◆ **Pointing dataset excerpts**:
━━━━━━

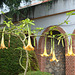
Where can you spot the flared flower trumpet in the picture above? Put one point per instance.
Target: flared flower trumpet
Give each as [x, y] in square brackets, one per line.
[45, 51]
[51, 49]
[51, 53]
[29, 47]
[2, 44]
[54, 57]
[70, 51]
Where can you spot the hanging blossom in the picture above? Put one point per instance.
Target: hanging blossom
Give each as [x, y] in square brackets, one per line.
[70, 51]
[51, 49]
[2, 41]
[53, 54]
[45, 51]
[29, 47]
[54, 57]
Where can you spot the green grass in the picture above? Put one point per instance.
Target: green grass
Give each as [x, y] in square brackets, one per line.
[36, 73]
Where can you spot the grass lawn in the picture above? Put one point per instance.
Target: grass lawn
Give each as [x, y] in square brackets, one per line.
[36, 73]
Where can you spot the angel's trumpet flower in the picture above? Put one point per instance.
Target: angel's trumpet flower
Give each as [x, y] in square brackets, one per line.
[54, 57]
[2, 42]
[53, 54]
[68, 54]
[29, 47]
[45, 51]
[51, 48]
[70, 51]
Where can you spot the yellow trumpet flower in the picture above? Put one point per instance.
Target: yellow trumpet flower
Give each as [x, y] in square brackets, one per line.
[51, 53]
[70, 51]
[2, 43]
[45, 51]
[29, 47]
[68, 54]
[51, 48]
[54, 57]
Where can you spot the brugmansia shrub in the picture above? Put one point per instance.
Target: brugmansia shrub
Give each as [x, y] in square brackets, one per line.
[9, 58]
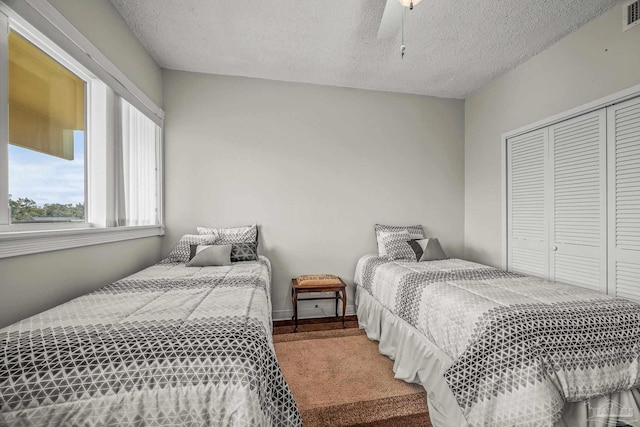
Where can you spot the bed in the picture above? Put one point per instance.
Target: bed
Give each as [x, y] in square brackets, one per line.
[170, 345]
[494, 348]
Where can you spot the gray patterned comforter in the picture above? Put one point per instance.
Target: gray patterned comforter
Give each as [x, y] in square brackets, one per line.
[170, 345]
[520, 346]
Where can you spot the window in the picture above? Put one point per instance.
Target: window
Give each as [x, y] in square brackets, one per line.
[138, 194]
[80, 146]
[46, 137]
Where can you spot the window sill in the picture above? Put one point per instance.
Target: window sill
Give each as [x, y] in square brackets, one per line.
[31, 242]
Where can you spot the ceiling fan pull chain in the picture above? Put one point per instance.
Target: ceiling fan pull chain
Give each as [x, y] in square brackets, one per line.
[402, 46]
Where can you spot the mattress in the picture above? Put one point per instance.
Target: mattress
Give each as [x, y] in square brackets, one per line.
[170, 345]
[514, 349]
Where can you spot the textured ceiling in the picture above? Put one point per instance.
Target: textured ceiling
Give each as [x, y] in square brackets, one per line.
[454, 47]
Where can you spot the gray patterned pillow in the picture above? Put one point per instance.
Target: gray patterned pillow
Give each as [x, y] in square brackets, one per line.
[415, 231]
[245, 234]
[397, 246]
[182, 251]
[244, 252]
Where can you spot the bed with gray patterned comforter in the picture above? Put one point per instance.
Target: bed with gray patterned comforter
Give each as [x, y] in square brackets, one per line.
[519, 346]
[170, 345]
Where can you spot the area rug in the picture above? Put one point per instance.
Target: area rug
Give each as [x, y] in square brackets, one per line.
[339, 378]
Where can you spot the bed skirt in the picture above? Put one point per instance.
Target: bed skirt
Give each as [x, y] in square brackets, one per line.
[418, 360]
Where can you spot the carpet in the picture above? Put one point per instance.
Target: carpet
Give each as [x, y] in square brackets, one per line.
[339, 378]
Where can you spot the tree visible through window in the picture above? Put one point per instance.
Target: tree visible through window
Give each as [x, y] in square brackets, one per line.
[46, 137]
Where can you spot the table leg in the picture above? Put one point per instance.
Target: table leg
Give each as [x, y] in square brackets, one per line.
[295, 310]
[344, 305]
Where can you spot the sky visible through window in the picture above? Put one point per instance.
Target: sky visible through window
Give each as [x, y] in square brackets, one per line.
[47, 179]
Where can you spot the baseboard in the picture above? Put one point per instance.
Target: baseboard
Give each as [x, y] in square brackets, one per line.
[310, 312]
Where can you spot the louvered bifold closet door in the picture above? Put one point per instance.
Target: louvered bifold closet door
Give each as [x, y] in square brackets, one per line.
[526, 182]
[624, 199]
[578, 223]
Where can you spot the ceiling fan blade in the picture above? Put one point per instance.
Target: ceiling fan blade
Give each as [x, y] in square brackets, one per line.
[391, 19]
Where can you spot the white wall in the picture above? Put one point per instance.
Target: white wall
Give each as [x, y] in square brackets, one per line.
[32, 283]
[316, 167]
[593, 62]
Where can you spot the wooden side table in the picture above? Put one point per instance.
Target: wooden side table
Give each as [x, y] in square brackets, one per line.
[338, 289]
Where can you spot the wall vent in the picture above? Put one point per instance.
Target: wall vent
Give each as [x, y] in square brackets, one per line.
[630, 14]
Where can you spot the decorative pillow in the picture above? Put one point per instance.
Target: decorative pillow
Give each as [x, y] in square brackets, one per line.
[209, 255]
[245, 234]
[183, 249]
[397, 246]
[244, 252]
[415, 231]
[427, 249]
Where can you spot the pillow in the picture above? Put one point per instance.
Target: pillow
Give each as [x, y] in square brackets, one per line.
[244, 252]
[209, 255]
[415, 232]
[396, 245]
[427, 249]
[245, 234]
[182, 251]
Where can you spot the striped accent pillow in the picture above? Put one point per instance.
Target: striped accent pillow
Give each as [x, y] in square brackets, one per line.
[245, 234]
[415, 232]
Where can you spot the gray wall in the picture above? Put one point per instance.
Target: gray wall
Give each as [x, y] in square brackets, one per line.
[593, 62]
[32, 283]
[101, 23]
[316, 167]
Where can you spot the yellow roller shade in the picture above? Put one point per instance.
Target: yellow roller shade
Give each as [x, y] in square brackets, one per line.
[46, 100]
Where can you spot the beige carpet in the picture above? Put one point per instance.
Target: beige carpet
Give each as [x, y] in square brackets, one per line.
[339, 378]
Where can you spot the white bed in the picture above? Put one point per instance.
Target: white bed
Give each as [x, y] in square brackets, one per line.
[433, 317]
[170, 345]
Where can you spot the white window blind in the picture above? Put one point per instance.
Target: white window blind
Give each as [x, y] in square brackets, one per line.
[137, 160]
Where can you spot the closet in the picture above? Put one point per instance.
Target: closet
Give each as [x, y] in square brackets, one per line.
[573, 201]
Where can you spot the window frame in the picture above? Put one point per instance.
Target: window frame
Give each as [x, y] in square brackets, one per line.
[98, 227]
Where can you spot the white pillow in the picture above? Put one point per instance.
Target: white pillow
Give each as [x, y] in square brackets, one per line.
[396, 245]
[182, 251]
[428, 249]
[211, 255]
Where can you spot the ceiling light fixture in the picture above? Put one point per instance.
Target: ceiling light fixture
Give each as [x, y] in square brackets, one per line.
[409, 4]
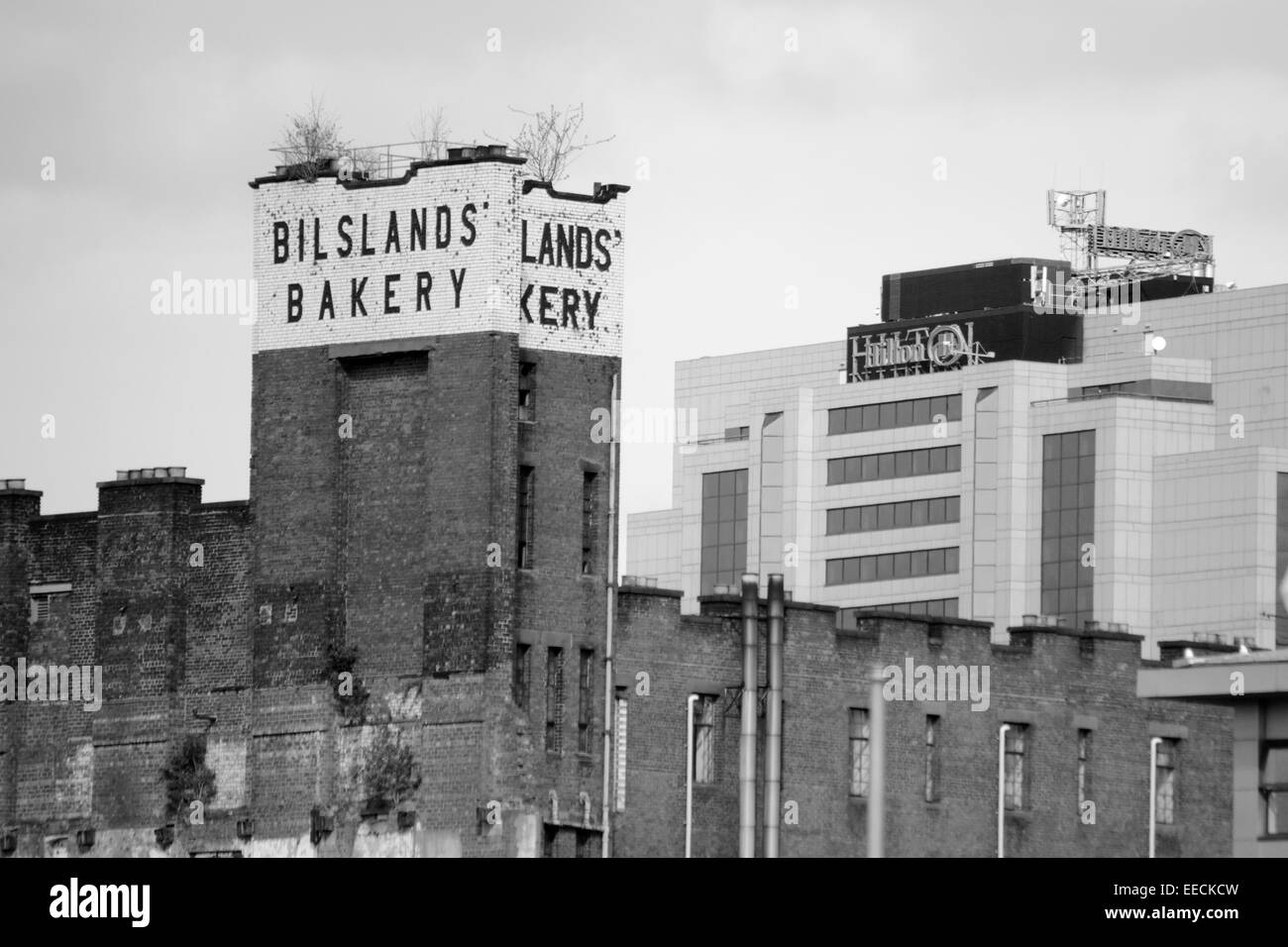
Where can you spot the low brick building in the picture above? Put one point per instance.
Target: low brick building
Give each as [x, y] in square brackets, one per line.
[1073, 694]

━━━━━━

◆ **What is needed**: Only the lines from the one containing "Where can you spot the beige" through the last line of the records above should be repeated, exactly and without pictures.

◆ **Reply to the exercise**:
Where can you spot the beige carpet in the picture above? Put one point per instance.
Target: beige carpet
Give each as [x, y] in square brackets, one per line.
[339, 378]
Where can you spot the white bed in the picture above? Put one point per instance.
Target: white bed
Give each as [x, y] in square brackets, one per line.
[433, 317]
[170, 345]
Where can you spot the white window blind in the picture above? Put one point per instance.
Target: white window blind
Give each as [x, y] in square brackets, one per line.
[137, 160]
Where can you spot the closet in the picture above? Put one point per instance.
Target: closet
Give each as [x, y] in square brackets, one per line.
[573, 201]
Where can you spot the window frame in the picture above? Put one point per instance.
Target: window frame
Give each as [x, y] in square brackets, one per line.
[98, 227]
Where can you spot the white pillow in the picture above? Put one point per instance.
Target: white pillow
Give each as [x, y] in square brackets, one per line.
[396, 245]
[182, 251]
[428, 249]
[211, 255]
Where can you spot the ceiling light fixture in the picture above? Put one point per instance.
Target: ceiling light fixture
Give each as [x, y] in square brackets, one per line.
[409, 4]
Where can you spot the low brick building in the picture above? Put one point per instance.
Target: low brick building
Give each as [x, y] in square brackets, one per line.
[1073, 694]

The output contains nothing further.